:: Instructions for the task ::
Every line holding the string "person" is to be copied from the entries below.

Saved entries
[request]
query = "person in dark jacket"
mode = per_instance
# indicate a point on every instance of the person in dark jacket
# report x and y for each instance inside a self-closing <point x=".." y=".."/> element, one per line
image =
==
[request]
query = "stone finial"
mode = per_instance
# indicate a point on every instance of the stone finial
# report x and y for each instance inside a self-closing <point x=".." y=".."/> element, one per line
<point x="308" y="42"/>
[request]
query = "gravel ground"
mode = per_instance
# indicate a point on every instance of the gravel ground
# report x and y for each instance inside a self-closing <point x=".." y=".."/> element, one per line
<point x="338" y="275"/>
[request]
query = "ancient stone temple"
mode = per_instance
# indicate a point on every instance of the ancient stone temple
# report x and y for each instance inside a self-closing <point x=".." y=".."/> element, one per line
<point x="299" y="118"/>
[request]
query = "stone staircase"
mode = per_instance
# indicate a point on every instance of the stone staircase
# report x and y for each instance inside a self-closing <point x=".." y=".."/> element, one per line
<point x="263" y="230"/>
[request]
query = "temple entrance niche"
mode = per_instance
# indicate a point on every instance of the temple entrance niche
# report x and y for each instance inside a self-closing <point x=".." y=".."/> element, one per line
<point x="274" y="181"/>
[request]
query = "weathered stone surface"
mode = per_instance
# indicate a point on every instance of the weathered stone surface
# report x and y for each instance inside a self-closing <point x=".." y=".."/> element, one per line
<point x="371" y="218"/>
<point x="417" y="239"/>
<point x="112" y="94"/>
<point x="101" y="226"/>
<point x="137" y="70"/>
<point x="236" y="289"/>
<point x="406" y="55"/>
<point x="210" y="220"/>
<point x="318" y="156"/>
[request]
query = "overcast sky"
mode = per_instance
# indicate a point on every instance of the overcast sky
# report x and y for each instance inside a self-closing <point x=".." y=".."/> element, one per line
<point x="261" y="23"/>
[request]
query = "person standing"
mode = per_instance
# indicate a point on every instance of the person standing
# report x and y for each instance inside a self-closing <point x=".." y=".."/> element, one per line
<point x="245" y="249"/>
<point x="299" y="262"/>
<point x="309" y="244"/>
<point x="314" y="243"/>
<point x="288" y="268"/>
---
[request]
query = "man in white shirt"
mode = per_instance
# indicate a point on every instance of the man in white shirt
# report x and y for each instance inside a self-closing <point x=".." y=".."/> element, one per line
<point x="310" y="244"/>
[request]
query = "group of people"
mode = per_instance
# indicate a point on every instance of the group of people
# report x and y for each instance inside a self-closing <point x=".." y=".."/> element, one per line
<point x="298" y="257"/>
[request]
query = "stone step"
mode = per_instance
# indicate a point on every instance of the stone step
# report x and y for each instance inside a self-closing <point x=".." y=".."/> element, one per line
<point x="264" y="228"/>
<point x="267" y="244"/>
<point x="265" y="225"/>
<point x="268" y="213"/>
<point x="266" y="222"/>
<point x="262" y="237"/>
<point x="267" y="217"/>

:: Result ::
query = "person in dark jacket"
# indicate a point on every instance of the person in dark jacket
query = "person standing"
# indicate a point on every instance of the person standing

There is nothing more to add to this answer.